**The exercise**.
Write out every item below without changing a word, and leave the pictures out.

[Position annotation records]
■ ■ ■ ■
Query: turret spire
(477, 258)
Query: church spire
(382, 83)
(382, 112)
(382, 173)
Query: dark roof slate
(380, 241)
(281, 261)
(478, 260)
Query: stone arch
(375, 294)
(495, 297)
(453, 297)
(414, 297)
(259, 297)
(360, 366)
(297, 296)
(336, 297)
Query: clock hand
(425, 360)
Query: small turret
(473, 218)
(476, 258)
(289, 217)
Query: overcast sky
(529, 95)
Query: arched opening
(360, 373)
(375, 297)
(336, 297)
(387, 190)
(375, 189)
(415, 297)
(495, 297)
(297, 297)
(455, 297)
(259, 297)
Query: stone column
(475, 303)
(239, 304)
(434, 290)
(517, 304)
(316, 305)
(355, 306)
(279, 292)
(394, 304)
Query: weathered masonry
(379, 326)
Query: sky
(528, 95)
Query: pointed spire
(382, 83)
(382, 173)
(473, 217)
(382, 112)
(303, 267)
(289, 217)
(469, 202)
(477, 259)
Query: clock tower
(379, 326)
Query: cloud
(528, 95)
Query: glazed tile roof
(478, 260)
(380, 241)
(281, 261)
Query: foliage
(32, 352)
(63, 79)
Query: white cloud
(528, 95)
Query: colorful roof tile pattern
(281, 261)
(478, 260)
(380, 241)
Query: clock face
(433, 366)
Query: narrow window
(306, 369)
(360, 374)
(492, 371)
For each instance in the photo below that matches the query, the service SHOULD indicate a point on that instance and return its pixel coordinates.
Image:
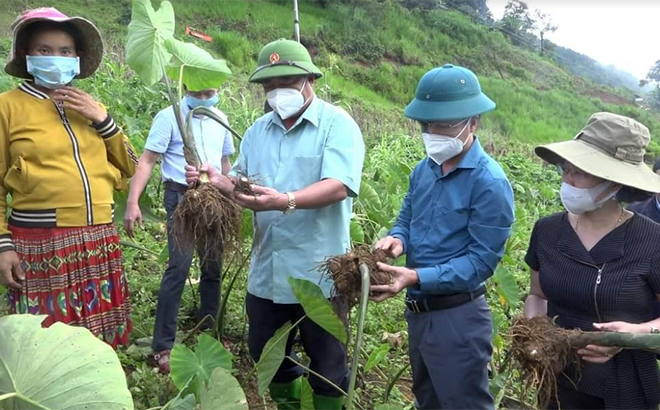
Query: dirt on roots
(344, 270)
(207, 220)
(541, 351)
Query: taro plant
(204, 218)
(58, 367)
(204, 376)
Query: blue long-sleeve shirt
(454, 227)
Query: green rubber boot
(286, 395)
(327, 402)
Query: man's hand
(11, 273)
(598, 354)
(80, 102)
(132, 217)
(216, 178)
(391, 245)
(601, 354)
(264, 199)
(401, 279)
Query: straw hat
(610, 147)
(91, 43)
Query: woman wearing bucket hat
(596, 267)
(62, 158)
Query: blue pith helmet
(448, 93)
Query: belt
(175, 186)
(430, 303)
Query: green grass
(373, 57)
(378, 52)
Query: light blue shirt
(325, 142)
(454, 226)
(212, 139)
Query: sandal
(163, 361)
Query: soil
(344, 270)
(541, 351)
(207, 220)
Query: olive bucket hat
(91, 43)
(448, 93)
(283, 58)
(610, 147)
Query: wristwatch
(291, 206)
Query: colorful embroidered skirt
(75, 276)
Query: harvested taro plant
(344, 270)
(541, 351)
(205, 218)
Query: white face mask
(441, 148)
(286, 102)
(580, 200)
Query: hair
(629, 195)
(33, 29)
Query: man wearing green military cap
(453, 226)
(308, 155)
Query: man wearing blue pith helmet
(453, 226)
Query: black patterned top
(616, 280)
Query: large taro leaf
(186, 364)
(272, 357)
(186, 403)
(200, 70)
(317, 307)
(147, 32)
(507, 287)
(59, 368)
(223, 392)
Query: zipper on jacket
(81, 168)
(598, 280)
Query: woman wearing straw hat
(61, 158)
(596, 267)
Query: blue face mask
(196, 102)
(53, 72)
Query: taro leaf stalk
(154, 54)
(362, 314)
(318, 309)
(648, 342)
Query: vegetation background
(373, 52)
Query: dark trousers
(571, 399)
(449, 353)
(327, 354)
(174, 281)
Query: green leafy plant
(59, 367)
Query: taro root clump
(208, 221)
(344, 270)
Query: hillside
(374, 52)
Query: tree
(517, 24)
(543, 24)
(654, 72)
(421, 4)
(477, 9)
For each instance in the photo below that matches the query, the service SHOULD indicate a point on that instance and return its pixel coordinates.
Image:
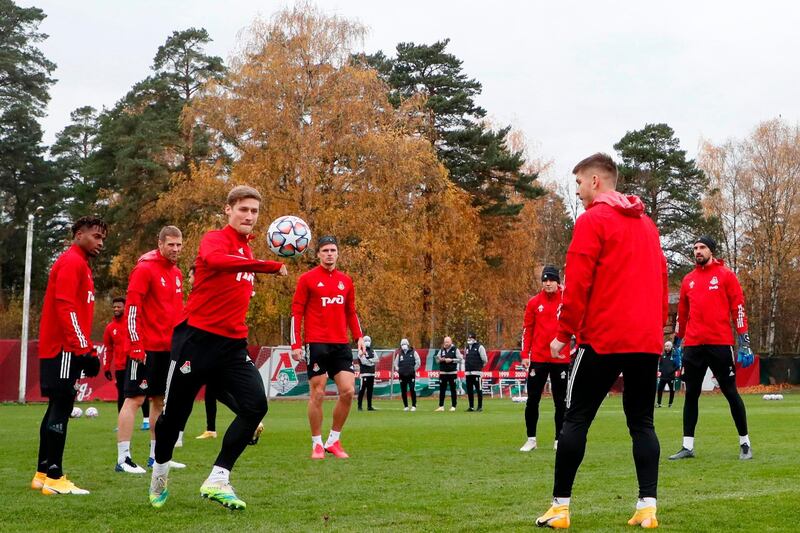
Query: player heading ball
■ ■ ■ ■
**Full solution**.
Query: turret spire
(477, 258)
Query: church spire
(382, 83)
(382, 112)
(382, 173)
Query: dark roof slate
(380, 241)
(281, 261)
(478, 260)
Query: stone arch
(375, 294)
(495, 297)
(453, 297)
(414, 297)
(259, 297)
(360, 366)
(297, 296)
(336, 297)
Query: clock hand
(425, 360)
Query: small turret
(473, 218)
(476, 258)
(289, 217)
Query: overcast sky
(529, 95)
Query: arched opening
(360, 373)
(375, 297)
(336, 297)
(387, 190)
(375, 189)
(415, 297)
(495, 297)
(297, 297)
(455, 297)
(259, 297)
Query: stone column
(475, 303)
(239, 304)
(434, 290)
(517, 304)
(316, 305)
(355, 306)
(279, 292)
(394, 304)
Query: weathered masonry
(379, 326)
Query: sky
(528, 95)
Query: pointed spire
(382, 83)
(382, 173)
(473, 217)
(382, 112)
(303, 267)
(289, 217)
(469, 202)
(477, 259)
Query: clock tower
(379, 326)
Query: cloud
(528, 95)
Query: glazed tile roof
(478, 260)
(380, 241)
(281, 261)
Query: foliage
(32, 352)
(63, 79)
Query: white cloud
(528, 95)
Query: colorful roof tile pattern
(281, 261)
(478, 260)
(380, 241)
Query: clock face
(433, 366)
Query: narrow window
(306, 369)
(360, 374)
(492, 371)
For each instance in the photo below that matches the query, the service SHOULD indicate a point on that instance and return its pixel coordinates.
Image:
Query: dirt on roots
(344, 270)
(207, 220)
(541, 351)
Query: taro plant
(204, 218)
(58, 367)
(204, 376)
Query: blue long-sleeve shirt
(454, 227)
Query: green rubber boot
(286, 395)
(327, 402)
Query: man's hand
(11, 273)
(598, 354)
(80, 102)
(132, 217)
(216, 178)
(391, 245)
(601, 354)
(264, 199)
(401, 279)
Query: straw hat
(610, 147)
(91, 43)
Query: woman wearing bucket hat
(596, 267)
(62, 158)
Query: blue pith helmet
(448, 93)
Query: belt
(175, 186)
(430, 303)
Query: green grass
(373, 57)
(378, 52)
Query: light blue shirt
(325, 142)
(454, 226)
(212, 139)
Query: sandal
(163, 361)
Query: soil
(344, 270)
(541, 351)
(207, 220)
Query: olive bucket hat
(91, 43)
(448, 93)
(283, 58)
(610, 147)
Query: wristwatch
(291, 206)
Query: colorful embroidered skirt
(75, 276)
Query: harvested taro plant
(344, 270)
(541, 351)
(205, 218)
Query: white face mask
(441, 148)
(286, 102)
(580, 200)
Query: hair
(629, 195)
(33, 29)
Query: man wearing green military cap
(453, 226)
(308, 155)
Query: man wearing blue pith helmet
(453, 226)
Query: black patterned top
(616, 280)
Query: large taro leaf
(186, 364)
(272, 357)
(186, 403)
(200, 70)
(317, 307)
(147, 32)
(507, 287)
(59, 368)
(223, 392)
Query: zipper on jacket
(81, 168)
(598, 280)
Query: woman wearing straw hat
(61, 158)
(596, 267)
Query: blue face mask
(196, 102)
(53, 72)
Query: taro leaf stalk
(154, 54)
(362, 314)
(318, 309)
(648, 342)
Query: vegetation background
(373, 52)
Query: dark trousers
(571, 399)
(449, 353)
(327, 354)
(174, 281)
Query: green leafy plant
(59, 367)
Query: taro root clump
(208, 221)
(344, 270)
Query: hillside
(374, 52)
Query: tree
(517, 24)
(543, 24)
(654, 72)
(421, 4)
(477, 9)
For each instance in the photo below that matches the query, the service SHOULD indicate a point on that instance and return its pixel coordinates.
Image:
Query: player heading ball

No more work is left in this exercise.